Short exercise 1: Rewrite the part of the court opinion starting with "1. PARTNERSHIP. Every" and going on through "no knowledge thereof.", changing "third persons" to "outside parties".
Short exercise 2: Based on the court opinion, answer yes or no for each statement and quote the words that decide it: (a) only one of the defendants executed the note; (b) the court found a material variance between the bill and the proof; (c) the opinion is dated April 6, 1925.
Short exercise 3: Pick up the court opinion where it stops and keep writing it.

Reading passage:
(begin)

Opinion
No. 24819.
April 6, 1925.
1. PARTNERSHIP. Every member of partnership can bind all partners by drawing or indorsing commercial paper; rule agreed on by commercial partnership differing from commercial law of their state does not affect third persons having no knowledge thereof.
Under the commercial law of Louisiana every member of a commercial partnership can bind all the partners by drawing or indorsing commercial paper, and a different rule agreed upon among commercial partners would not affect third persons having no knowledge of such an agreement.
2. PARTNERSHIP. Complainant alleging execution of note by partners held entitled to recover an proof of execution by one partner.
Complainant by his bill sought judgment on a promissory note against two defendants alleging that the note was executed by both of the defendants; the proof showed that the defendants were doing business as a commercial partnership under the laws of Louisiana, and only one of the defendants executed the note, the consideration of which was a partnership obligation, which under the laws of Louisiana was binding on the nonsigning partner as well as on the signing partner. Held: That complainant was entitled to recover; that there was no material variance between the allegations of the bill and the proof.

(end)

Records from a dataset
(begin)

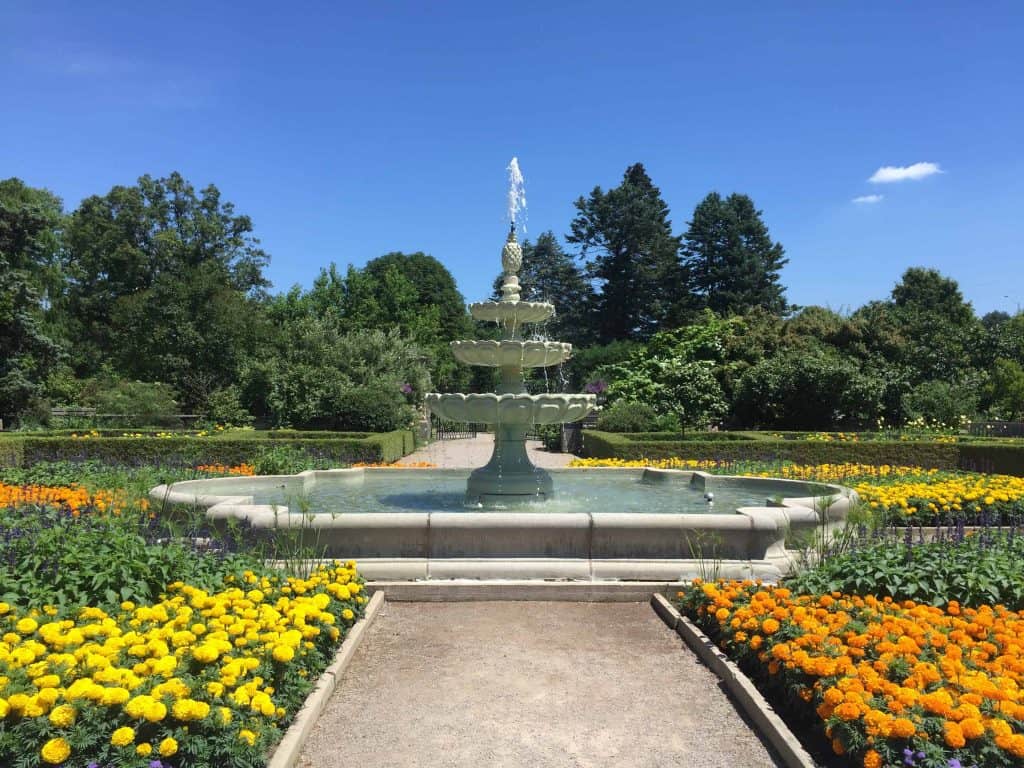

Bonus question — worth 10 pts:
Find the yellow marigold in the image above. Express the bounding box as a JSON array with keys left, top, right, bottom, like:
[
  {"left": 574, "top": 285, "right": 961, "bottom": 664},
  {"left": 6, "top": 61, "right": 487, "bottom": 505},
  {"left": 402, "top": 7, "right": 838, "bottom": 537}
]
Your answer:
[
  {"left": 273, "top": 645, "right": 295, "bottom": 664},
  {"left": 239, "top": 728, "right": 256, "bottom": 746},
  {"left": 111, "top": 725, "right": 135, "bottom": 746},
  {"left": 39, "top": 738, "right": 71, "bottom": 765},
  {"left": 50, "top": 705, "right": 78, "bottom": 728}
]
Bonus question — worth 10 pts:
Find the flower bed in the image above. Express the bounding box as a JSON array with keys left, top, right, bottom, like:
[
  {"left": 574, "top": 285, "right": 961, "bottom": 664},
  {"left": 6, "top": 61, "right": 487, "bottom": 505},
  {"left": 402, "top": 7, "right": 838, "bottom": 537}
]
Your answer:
[
  {"left": 0, "top": 562, "right": 366, "bottom": 768},
  {"left": 569, "top": 459, "right": 1024, "bottom": 525},
  {"left": 679, "top": 582, "right": 1024, "bottom": 768}
]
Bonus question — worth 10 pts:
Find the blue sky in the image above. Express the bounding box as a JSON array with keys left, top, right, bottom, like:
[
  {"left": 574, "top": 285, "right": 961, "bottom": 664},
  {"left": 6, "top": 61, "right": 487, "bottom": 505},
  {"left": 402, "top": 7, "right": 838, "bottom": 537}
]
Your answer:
[{"left": 0, "top": 0, "right": 1024, "bottom": 313}]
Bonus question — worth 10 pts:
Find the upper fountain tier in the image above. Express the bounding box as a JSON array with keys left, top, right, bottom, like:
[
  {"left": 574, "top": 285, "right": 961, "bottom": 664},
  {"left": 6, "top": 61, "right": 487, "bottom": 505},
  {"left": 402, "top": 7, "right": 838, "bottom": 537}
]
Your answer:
[{"left": 452, "top": 340, "right": 572, "bottom": 368}]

(end)

Exercise response 1:
1. PARTNERSHIP. Every member of partnership can bind all partners by drawing or indorsing commercial paper; rule agreed on by commercial partnership differing from commercial law of their state does not affect outside parties having no knowledge thereof.

Exercise response 2:
(a) Yes: "only one of the defendants executed the note"
(b) No: "there was no material variance between the allegations of the bill and the proof"
(c) Yes: "April 6, 1925."

Exercise response 3:
Appeal from chancery court of Warren county. Hon. E.N. THOMAS, Chancellor.
A.M. Bonelli, for appellant.
The facts show that the transaction was a partnership transaction, and that this appellee was a member of that partnership and that he was one of the parties who had bought this garage business.
Does it make any difference if Williams, the other partner, did not actually sign this note with his own hands? The liability of partners for partnership debts is clear. The law says he did sign this note if the note is a partnership note and for a partnership transaction, and holds him liable on the note. Under the law of Louisiana Williams and Case constituted a commercial partnership. The liability of commercial partners is settled by section 2872 of the Revised Civil Code of Louisiana.
In Cedar Rapids National Bank v. De Laneville, 6 Orleans App. (La.) 108, the court held that: "Where a partnership is of a commercial nature, either partner may draw, make, sign, endorse, accept, transfer, negotiate, and procure to be discounted promissory notes, bills of exchange and checks and other negotiable paper in the name and on the account of the partnership." H.K. Murray, for appellees.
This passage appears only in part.